Problem | What you return should match every entry, character for character.

Records shown |

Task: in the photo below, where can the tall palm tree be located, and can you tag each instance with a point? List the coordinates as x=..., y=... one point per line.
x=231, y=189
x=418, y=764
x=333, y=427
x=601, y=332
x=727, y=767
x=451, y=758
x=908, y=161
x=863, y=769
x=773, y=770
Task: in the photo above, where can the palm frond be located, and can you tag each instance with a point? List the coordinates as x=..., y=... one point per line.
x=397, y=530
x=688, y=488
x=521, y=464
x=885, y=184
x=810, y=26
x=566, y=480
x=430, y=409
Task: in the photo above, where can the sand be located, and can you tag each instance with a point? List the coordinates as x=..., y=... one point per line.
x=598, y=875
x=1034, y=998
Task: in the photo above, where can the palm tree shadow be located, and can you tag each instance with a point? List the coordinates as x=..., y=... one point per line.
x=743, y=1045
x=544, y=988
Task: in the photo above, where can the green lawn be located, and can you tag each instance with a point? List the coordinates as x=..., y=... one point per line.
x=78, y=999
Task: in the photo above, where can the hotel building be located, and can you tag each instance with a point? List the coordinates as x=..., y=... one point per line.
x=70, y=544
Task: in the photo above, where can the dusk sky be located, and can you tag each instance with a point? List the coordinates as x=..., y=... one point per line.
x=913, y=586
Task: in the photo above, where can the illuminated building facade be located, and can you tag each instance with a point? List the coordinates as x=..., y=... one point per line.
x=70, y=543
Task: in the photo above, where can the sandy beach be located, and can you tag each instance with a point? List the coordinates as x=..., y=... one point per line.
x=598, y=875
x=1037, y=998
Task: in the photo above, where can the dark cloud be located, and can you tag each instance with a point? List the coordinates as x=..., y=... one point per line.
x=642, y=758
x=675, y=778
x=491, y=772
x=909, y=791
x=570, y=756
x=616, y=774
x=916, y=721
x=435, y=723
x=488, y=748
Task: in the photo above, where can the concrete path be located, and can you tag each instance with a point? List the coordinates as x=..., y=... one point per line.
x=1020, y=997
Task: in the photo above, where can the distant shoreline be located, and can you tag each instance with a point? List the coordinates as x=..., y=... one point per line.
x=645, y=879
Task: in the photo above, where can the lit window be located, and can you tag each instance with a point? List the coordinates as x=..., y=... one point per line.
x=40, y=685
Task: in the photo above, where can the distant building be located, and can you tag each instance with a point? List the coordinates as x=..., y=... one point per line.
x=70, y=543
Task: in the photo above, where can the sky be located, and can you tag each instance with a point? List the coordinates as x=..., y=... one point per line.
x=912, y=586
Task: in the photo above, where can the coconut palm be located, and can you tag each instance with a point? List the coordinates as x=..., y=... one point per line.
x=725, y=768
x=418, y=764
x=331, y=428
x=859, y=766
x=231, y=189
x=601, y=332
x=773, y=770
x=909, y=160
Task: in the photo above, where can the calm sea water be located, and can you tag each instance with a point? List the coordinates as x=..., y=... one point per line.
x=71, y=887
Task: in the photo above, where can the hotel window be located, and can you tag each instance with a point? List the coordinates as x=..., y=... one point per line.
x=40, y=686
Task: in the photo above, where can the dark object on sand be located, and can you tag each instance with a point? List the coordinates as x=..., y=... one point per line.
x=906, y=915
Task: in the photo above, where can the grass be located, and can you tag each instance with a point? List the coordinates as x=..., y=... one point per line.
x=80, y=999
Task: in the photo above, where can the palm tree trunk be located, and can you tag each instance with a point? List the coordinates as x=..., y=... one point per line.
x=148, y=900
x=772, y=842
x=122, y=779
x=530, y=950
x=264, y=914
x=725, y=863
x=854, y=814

Written response |
Task: in the photo below, where can the tall palm tree be located, and can you tag each instance with a point? List the coordinates as x=..., y=... one point per line.
x=231, y=189
x=418, y=764
x=333, y=427
x=601, y=332
x=727, y=767
x=451, y=758
x=908, y=161
x=863, y=769
x=773, y=770
Task: in the photo above, where can the palm frond be located, and can you tag each instance with a point? List the coordinates as x=..., y=... one point per line.
x=397, y=530
x=688, y=488
x=521, y=464
x=885, y=184
x=810, y=26
x=566, y=480
x=430, y=409
Task: in the photo above, where can the sand be located, and can you tag each instance with a point? List the coordinates as x=..., y=... one point per line.
x=598, y=875
x=1034, y=998
Task: in the photo above, where can the palm tree shadow be located, and can you tag each instance with a point? List the coordinates as x=..., y=... one point per line.
x=743, y=1045
x=544, y=988
Task: in the photo above, where can the green lawn be located, and can you tag each instance with a point? List the coordinates as x=..., y=... one point per line.
x=78, y=999
Task: in the photo above, where can the hotel building be located, and can you tag each instance with a point? List the coordinates as x=..., y=... one point per line.
x=70, y=544
Task: in the photo above, where can the dusk sky be located, and can you tag each instance with a point? List the coordinates as x=..., y=... one point per line.
x=913, y=586
Task: in the photo above, where can the illuminated building facade be located, and can you tag each instance with a point? List the coordinates as x=..., y=... one point per line.
x=70, y=543
Task: in the photo above, where can the sandy beach be located, and can you tag each instance with a point? List the coordinates as x=..., y=... one point per line.
x=598, y=875
x=1037, y=998
Task: in the photo above, where can the dark cloud be located, and can you tag each instance with a point? List the coordinates as x=..., y=... one point per line.
x=642, y=758
x=675, y=778
x=491, y=772
x=909, y=791
x=570, y=756
x=616, y=774
x=916, y=721
x=435, y=723
x=488, y=748
Task: in the photo above, where can the concrete path be located, and can you tag each instance with a point? List the coordinates as x=..., y=... one point per line.
x=1020, y=997
Task: in the photo above, where can the distant shoreline be located, and can you tag each instance with a point? List the coordinates as x=..., y=... one point per line.
x=645, y=879
Task: in the photo above, where can the lit window be located, and can you tag each instance with a point? List the coordinates as x=..., y=... one point per line.
x=40, y=685
Task: in the photo above, where can the distant building be located, and can you tag each instance with a point? List the coordinates as x=..., y=... one point per line.
x=70, y=543
Task: in the photo above, where can the sky be located, and can you tag each instance with a point? List the coordinates as x=..., y=... one point per line.
x=912, y=586
Task: in the photo above, where can the coconut palm be located, and can you tag each instance with a point? List the coordinates as x=..., y=... one point per line.
x=725, y=768
x=418, y=764
x=331, y=428
x=859, y=766
x=231, y=189
x=601, y=332
x=773, y=770
x=909, y=160
Task: in the photo above, where can the calm sea water be located, and can you tag each instance with a point? List the coordinates as x=..., y=... one point per line.
x=71, y=887
Task: in the photo above, where can the hotel window be located, and can you tag each instance with a point? List the coordinates as x=..., y=... one point per line.
x=40, y=686
Task: in the photo above, where can the dark object on sand be located, and can you tag each instance with a point? List the coordinates as x=..., y=... one point per line.
x=906, y=915
Task: in the photo above, where can the grass be located, and can you tag each instance with a point? List the coordinates as x=..., y=... one point per line.
x=80, y=999
Task: in the photo above, where can the palm tree trunk be located, and can you tag each instance with a point? List the coordinates as x=..., y=... one point per line.
x=148, y=900
x=772, y=842
x=122, y=779
x=530, y=950
x=264, y=914
x=725, y=863
x=854, y=814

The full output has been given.